→ **PROBLEM DETAILS**: Read through the lines below and copy the ones holding the string "bicycle".

Region pointing data:
========================================
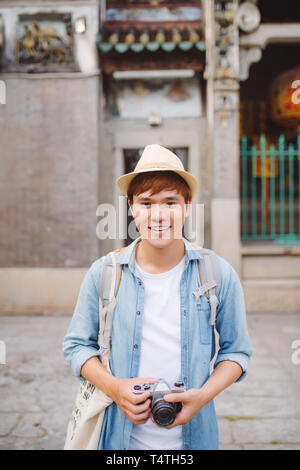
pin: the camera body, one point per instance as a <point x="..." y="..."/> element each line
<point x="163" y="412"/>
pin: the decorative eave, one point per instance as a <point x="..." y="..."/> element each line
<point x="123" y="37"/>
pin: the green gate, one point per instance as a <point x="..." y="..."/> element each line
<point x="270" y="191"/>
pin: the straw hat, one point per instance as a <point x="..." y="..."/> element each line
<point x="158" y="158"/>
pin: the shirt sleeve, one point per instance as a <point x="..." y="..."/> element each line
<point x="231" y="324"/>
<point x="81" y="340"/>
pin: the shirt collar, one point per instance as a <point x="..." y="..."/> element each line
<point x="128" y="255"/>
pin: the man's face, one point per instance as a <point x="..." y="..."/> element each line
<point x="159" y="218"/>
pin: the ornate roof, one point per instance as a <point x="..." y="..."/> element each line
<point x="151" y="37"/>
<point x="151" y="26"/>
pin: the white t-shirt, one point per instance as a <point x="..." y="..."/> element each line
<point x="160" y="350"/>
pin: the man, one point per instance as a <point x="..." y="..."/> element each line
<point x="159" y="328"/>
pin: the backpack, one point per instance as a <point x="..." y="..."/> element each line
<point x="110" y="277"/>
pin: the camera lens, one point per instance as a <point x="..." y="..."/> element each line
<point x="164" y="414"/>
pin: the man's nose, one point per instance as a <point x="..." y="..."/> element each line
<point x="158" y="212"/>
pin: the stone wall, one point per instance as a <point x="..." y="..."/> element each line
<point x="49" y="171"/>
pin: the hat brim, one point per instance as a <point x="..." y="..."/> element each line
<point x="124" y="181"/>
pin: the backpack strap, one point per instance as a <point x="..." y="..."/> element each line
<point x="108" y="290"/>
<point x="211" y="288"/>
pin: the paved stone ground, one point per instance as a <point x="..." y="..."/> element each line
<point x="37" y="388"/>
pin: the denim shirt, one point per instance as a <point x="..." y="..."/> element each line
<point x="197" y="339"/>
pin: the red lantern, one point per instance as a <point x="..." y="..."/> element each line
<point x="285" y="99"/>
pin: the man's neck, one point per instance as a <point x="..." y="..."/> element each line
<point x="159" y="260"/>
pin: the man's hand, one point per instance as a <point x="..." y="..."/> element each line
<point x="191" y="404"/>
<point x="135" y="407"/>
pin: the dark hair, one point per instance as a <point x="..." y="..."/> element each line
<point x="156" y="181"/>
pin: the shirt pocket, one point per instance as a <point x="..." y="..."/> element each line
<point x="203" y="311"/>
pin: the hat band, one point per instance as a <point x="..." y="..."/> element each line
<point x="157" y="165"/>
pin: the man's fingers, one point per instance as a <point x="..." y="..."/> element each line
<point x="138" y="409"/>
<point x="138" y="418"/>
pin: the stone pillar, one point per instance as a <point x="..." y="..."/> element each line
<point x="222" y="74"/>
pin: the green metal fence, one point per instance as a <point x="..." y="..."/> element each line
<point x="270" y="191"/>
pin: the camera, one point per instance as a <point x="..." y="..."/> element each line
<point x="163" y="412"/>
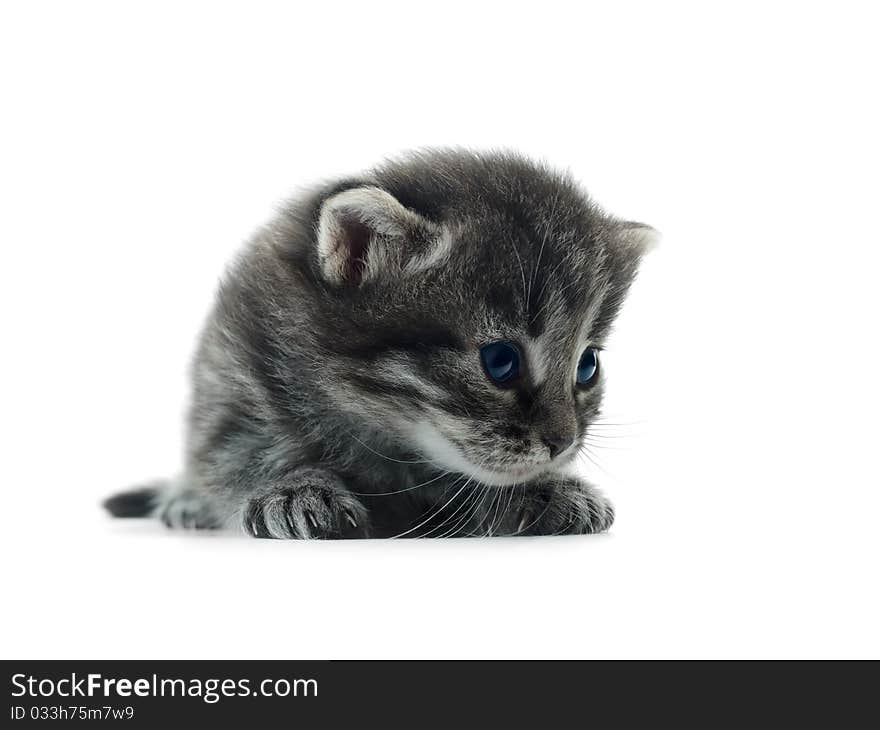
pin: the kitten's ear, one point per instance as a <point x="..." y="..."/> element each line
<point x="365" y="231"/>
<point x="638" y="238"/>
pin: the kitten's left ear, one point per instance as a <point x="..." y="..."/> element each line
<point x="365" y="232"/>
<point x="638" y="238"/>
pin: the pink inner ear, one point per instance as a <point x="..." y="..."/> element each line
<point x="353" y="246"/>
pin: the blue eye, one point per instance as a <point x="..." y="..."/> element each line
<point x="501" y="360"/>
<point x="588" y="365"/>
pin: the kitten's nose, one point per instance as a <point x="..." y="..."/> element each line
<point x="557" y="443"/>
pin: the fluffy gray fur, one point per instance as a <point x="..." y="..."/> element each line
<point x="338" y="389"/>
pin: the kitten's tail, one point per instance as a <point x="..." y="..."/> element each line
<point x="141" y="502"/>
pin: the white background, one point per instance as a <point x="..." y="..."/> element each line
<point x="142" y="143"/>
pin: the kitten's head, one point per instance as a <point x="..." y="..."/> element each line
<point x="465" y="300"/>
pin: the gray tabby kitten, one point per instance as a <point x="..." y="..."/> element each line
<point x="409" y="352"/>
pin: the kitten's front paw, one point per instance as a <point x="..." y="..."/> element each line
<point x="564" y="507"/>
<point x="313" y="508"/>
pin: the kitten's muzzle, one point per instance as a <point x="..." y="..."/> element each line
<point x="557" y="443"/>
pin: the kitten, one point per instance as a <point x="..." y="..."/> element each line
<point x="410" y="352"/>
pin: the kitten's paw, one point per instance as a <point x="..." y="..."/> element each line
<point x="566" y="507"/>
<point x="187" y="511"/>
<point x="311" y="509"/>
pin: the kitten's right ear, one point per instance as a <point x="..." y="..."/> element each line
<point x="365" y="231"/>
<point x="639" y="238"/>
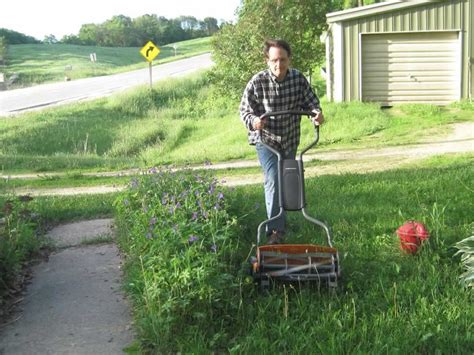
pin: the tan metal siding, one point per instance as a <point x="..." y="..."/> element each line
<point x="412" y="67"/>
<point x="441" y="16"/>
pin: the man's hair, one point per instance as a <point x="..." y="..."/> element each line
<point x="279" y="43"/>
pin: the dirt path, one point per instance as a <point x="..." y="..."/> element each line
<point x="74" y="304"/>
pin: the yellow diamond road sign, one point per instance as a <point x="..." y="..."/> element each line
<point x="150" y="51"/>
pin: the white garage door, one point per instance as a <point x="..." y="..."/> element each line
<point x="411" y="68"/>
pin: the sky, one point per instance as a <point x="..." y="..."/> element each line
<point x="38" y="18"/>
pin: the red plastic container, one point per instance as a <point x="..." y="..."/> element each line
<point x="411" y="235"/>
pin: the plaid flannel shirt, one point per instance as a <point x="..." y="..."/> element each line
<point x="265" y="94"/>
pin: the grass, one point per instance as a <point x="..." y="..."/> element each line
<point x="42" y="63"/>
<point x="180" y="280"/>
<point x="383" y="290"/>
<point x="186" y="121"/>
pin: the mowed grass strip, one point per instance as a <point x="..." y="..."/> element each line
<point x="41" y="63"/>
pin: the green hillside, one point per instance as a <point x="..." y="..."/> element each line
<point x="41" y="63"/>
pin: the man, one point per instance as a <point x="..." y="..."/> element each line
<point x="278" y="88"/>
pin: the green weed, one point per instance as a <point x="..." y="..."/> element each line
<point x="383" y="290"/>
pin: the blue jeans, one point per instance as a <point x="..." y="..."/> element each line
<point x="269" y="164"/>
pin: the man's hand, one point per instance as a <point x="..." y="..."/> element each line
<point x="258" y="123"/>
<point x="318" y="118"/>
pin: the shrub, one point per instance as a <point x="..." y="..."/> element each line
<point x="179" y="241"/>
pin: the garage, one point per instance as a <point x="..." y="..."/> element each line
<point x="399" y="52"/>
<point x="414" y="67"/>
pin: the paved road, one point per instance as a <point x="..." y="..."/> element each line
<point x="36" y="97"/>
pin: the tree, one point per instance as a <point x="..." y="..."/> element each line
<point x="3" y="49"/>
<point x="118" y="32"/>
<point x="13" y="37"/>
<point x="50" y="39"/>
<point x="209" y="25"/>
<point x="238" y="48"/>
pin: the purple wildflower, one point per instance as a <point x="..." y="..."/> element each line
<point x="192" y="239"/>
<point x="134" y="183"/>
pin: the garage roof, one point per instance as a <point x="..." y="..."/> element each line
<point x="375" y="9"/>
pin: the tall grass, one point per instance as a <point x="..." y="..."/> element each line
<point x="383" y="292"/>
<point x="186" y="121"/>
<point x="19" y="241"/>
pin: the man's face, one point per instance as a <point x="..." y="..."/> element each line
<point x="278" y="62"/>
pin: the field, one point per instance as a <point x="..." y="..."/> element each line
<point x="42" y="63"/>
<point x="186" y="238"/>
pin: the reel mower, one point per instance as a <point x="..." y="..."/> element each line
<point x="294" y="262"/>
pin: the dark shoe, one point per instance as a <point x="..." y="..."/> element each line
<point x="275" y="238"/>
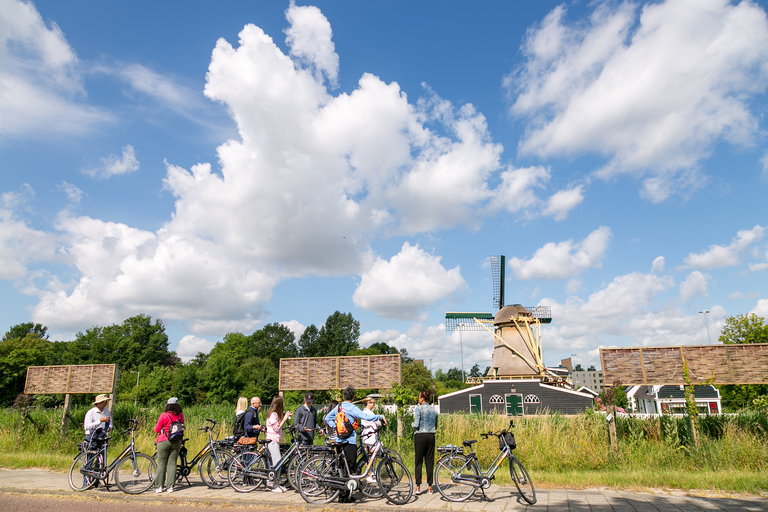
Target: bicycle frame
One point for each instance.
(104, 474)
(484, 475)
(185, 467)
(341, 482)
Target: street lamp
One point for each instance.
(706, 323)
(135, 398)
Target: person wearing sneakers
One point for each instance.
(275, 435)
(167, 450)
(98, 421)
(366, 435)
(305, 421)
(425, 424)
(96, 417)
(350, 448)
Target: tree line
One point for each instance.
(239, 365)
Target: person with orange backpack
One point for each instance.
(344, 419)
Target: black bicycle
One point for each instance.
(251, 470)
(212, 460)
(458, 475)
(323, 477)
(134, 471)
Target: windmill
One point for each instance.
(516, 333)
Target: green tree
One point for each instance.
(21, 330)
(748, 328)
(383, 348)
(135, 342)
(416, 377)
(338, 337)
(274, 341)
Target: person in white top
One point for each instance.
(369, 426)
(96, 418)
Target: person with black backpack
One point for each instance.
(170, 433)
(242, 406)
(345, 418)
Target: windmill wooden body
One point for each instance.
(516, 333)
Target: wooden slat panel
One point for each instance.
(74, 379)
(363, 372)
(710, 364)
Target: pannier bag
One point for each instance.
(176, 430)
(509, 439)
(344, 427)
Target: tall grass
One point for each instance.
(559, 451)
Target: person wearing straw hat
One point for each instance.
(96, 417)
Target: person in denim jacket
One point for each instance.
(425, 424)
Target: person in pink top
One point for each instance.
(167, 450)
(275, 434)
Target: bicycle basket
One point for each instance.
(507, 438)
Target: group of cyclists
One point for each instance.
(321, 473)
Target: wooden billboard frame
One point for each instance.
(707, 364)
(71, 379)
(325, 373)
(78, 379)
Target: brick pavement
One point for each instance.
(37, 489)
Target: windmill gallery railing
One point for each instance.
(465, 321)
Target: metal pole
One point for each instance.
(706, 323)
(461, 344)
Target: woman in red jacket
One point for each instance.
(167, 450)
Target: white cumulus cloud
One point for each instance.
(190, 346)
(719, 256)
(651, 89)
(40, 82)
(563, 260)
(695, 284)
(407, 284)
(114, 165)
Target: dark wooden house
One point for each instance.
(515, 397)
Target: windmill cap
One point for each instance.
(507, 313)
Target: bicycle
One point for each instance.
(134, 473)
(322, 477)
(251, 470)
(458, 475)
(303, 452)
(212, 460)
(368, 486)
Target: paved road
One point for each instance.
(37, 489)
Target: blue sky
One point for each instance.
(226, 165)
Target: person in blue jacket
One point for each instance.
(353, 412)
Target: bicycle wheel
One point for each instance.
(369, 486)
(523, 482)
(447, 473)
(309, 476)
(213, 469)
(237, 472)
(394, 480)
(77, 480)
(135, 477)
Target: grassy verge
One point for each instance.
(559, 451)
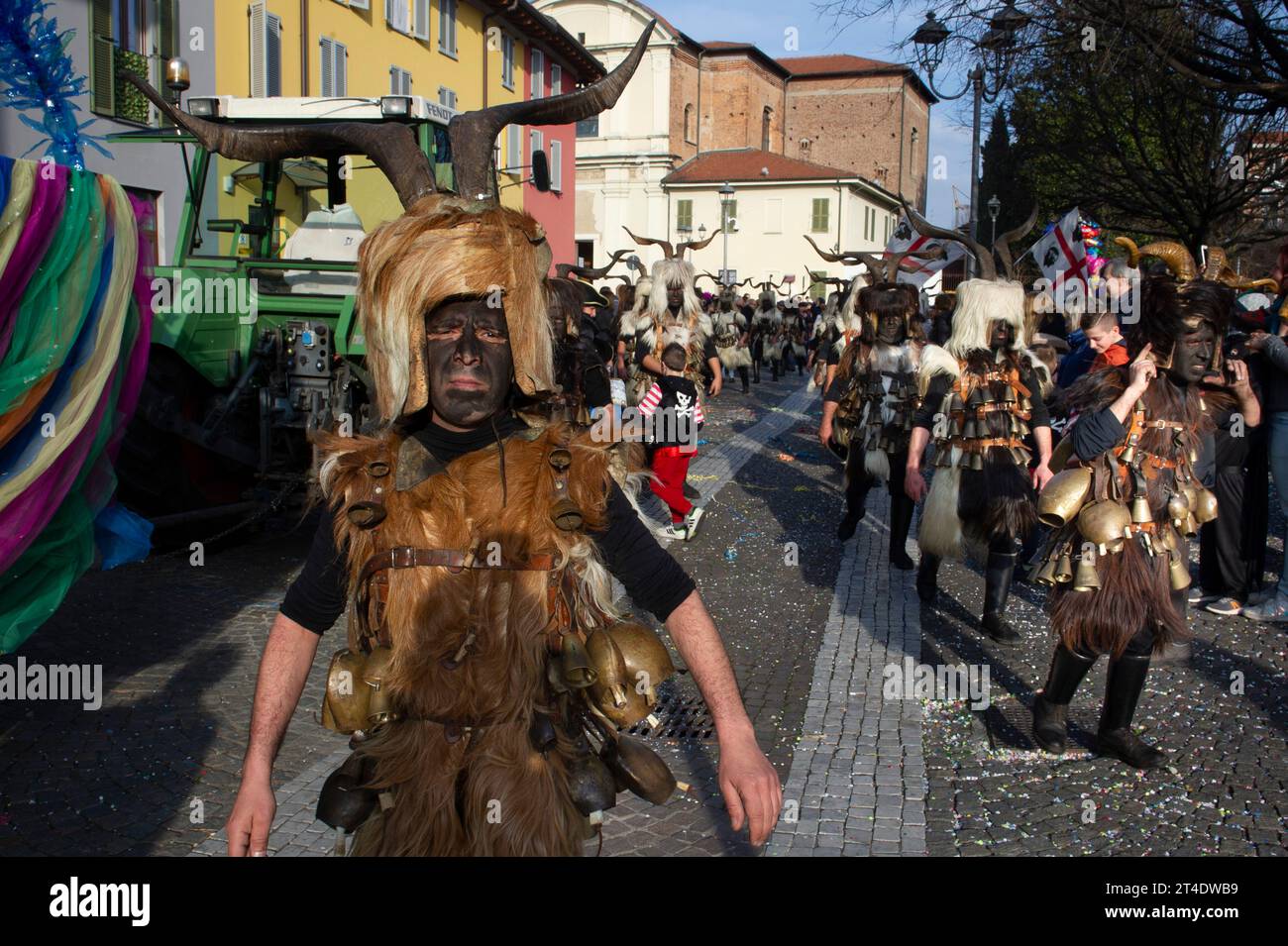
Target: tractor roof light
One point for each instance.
========================================
→ **RESPONSE TO THE TASK**:
Target: bicycle frame
Target: black bicycle
Target: bicycle basket
Target: bicycle
Target: bicycle wheel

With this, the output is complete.